Wie gesagt, nicht viel Platz-es wird also fast senkrecht nach unten gehen müssen, um ausreichend Volumen zu bekommen. Im Endeffekt wird der Teich nicht viel größer als 3,5 m x2,5 m-ist halt ein Kompromiß mit meiner besseren Hälfte. Ein ca. 1m breiter Bereich mit Erde muß auf die gegenüberliegende Seite der Terrasse zwischen Ufer und kleiner Natursteinmauer. Soll ja auch bissel "idyllisch" werden-und ohne Pflanzen und Gewächse siehts ja auch bissel kahl aus. Auf dieser Seite ist auch ein kleiner (sehr kleiner) Flachwasserbereich geplant.


LG

Andreas


----------



## Annett (23. Feb. 2011)

*AW: Neuer Teich direkt an der Terasse.*

Hallo Andreas.

Könntest Du mal eine Skizze machen, in welcher man auch die angedachten Tiefen und Pflanzbereiche erkennen kann?

_Aufgaben_:
a) Zitieren Sie aus dem Forumsauszug zum Teich wortgetreu den Abschnitt, der bei den Worten „Wie gesagt, nicht“ beginnt und nach den Worten „(23. Feb. 2011)“ endet.
b) Beantworten Sie anhand des Forumsauszugs zum Teich folgende Fragen:
(i) Wie groß wird der Teich im Endeffekt ungefähr?
(ii) Wie breit soll der Bereich mit Erde zwischen Ufer und kleiner Natursteinmauer sein?
(iii) Was soll Andreas laut Annetts Bitte in seiner Skizze erkennbar machen?
c) Setzen Sie den Forumsauszug zum Teich im Anschluss an seinen letzten Satz fort.

Gespeicherte Einträge des Datensatzes
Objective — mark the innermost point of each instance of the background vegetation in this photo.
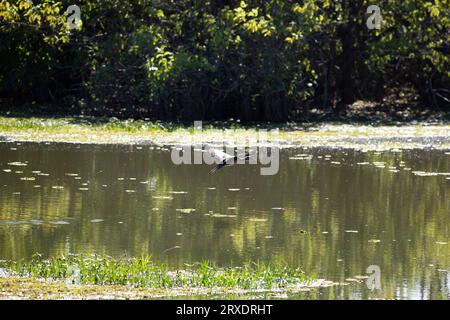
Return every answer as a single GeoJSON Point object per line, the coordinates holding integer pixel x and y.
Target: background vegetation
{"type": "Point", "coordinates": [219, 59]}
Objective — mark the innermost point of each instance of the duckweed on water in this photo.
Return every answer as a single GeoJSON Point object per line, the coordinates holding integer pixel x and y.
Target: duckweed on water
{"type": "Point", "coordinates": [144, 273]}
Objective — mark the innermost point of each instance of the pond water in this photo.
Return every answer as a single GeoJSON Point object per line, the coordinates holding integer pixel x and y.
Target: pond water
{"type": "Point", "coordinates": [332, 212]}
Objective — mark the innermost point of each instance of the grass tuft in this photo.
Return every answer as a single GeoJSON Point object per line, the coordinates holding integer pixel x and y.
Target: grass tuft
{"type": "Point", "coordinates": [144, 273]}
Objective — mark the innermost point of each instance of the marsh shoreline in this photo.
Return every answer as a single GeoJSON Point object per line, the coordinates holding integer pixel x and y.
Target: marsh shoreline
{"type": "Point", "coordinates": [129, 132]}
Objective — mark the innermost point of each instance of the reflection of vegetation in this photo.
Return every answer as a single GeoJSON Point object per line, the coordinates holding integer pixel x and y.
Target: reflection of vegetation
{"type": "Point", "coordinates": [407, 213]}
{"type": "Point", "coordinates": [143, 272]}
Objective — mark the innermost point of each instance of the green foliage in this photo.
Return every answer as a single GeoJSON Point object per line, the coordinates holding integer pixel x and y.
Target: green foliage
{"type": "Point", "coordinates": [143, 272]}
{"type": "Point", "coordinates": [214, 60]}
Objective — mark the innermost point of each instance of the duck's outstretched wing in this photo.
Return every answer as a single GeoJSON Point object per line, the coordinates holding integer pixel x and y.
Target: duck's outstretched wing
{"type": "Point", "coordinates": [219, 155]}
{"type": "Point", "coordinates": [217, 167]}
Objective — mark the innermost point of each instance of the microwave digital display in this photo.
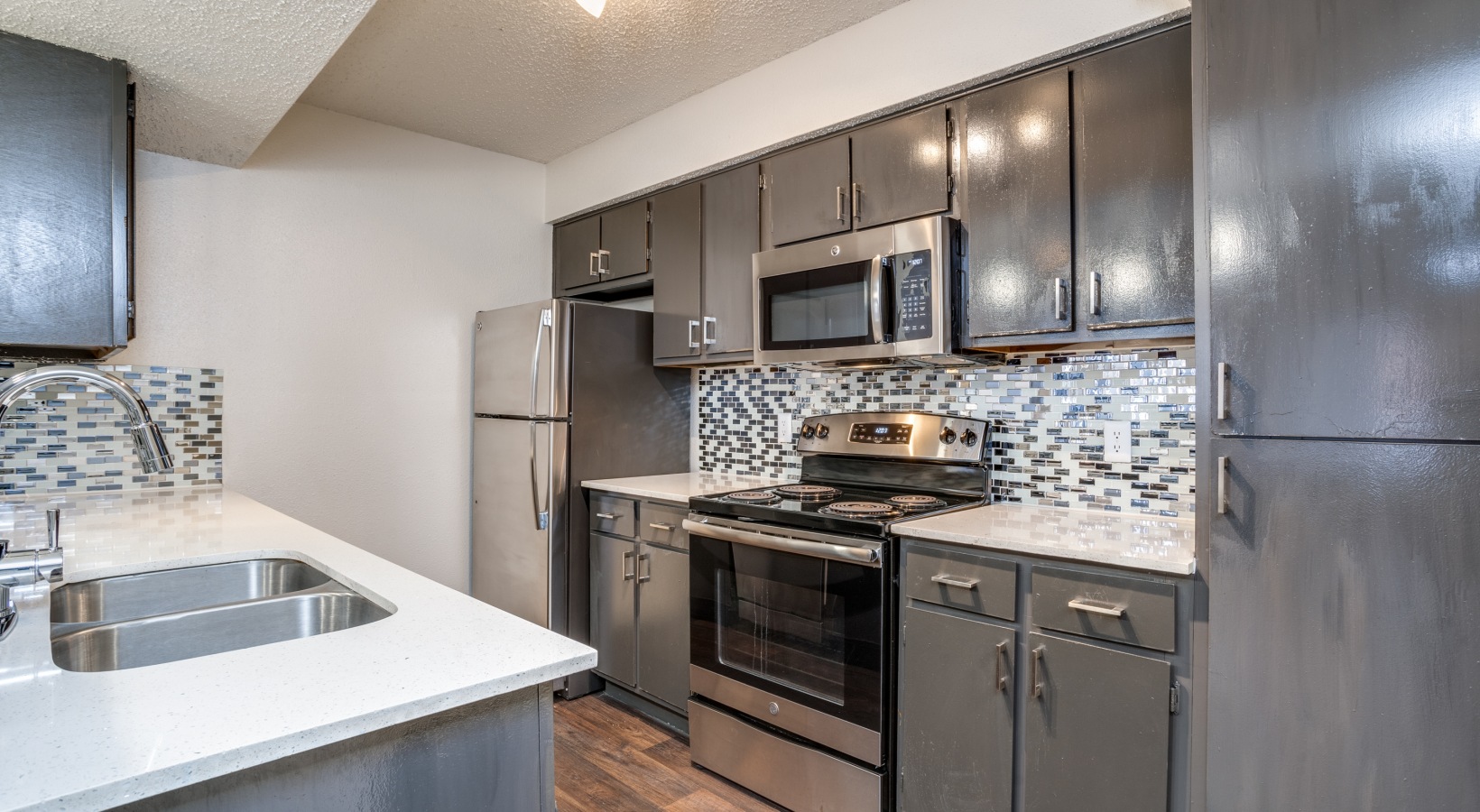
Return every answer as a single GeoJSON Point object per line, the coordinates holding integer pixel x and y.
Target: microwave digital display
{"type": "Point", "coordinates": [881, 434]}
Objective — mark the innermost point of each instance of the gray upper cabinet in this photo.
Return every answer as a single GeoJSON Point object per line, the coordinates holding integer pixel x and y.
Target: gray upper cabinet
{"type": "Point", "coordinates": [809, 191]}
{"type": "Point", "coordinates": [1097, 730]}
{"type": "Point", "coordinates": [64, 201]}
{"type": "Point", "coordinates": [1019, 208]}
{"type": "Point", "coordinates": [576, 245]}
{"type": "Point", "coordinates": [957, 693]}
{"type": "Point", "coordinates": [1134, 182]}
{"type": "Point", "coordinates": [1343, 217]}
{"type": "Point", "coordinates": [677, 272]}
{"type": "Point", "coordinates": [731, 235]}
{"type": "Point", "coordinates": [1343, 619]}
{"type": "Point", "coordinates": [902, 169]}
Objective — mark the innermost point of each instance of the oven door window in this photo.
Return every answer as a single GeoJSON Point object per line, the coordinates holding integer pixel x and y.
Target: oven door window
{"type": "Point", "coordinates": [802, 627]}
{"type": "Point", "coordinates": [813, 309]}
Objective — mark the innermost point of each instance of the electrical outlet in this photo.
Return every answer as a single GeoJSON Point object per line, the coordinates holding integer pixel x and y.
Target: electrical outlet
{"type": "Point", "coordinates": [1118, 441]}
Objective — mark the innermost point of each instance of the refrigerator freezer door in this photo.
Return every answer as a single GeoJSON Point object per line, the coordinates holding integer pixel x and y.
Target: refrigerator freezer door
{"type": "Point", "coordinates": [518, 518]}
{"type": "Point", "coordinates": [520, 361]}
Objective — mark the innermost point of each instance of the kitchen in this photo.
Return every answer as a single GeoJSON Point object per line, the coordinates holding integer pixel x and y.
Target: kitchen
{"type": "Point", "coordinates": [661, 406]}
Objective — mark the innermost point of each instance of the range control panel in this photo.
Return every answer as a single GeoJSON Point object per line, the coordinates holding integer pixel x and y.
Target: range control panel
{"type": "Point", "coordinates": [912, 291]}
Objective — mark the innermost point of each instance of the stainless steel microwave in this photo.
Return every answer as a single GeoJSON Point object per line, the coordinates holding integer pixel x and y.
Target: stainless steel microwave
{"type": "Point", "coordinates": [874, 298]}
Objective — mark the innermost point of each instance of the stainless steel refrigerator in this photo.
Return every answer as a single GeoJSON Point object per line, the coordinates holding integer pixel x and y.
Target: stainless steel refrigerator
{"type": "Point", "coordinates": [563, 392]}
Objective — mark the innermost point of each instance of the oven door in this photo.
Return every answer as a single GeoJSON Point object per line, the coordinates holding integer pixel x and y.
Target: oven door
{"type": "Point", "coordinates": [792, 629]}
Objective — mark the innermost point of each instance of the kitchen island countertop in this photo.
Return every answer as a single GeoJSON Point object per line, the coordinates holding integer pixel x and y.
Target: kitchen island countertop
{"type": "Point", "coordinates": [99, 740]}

_Erwartete Lösungen_:
a)
Wie gesagt, nicht viel Platz-es wird also fast senkrecht nach unten gehen müssen, um ausreichend Volumen zu bekommen. Im Endeffekt wird der Teich nicht viel größer als 3,5 m x2,5 m-ist halt ein Kompromiß mit meiner besseren Hälfte. Ein ca. 1m breiter Bereich mit Erde muß auf die gegenüberliegende Seite der Terrasse zwischen Ufer und kleiner Natursteinmauer. Soll ja auch bissel "idyllisch" werden-und ohne Pflanzen und Gewächse siehts ja auch bissel kahl aus. Auf dieser Seite ist auch ein kleiner (sehr kleiner) Flachwasserbereich geplant.


LG

Andreas


----------



## Annett (23. Feb. 2011)

b)
(i) Nicht viel größer als 3,5 m x 2,5 m.
(ii) Ca. 1 m breit.
(iii) Die angedachten Tiefen und Pflanzbereiche.

c)
Ich habe etwas Bedenken, dass Du u.U. mit zu wenig Pflanzen planst... 

Das Volumen und der Besatz in Deinem Profil ist das Ziel?


----------



## frido (24. Feb. 2011)

*AW: Neuer Teich direkt an der Terasse.*

Wie gesagt, auf der gegenüberliegenden Seite soll ein kleiner Flachwasserberich entstehen, um dem Getier Ein- und Ausstieg zu ermöglichen. Zumindest die der Terrasse gegenüberliegende Seite wird keine Steilwand, sondern terrassenmäßig abgestuft um so Pflanzenzonen zu schaffen. Auch besteht noch die Möglichkeit, das Steilufer mit Pflanztaschenmatten zu behängen.
Über die genaue Bepflanzung habe ich mir noch keine Gedanken gemacht-step by step...


----------



## Ronny Schümann (24. Feb. 2011)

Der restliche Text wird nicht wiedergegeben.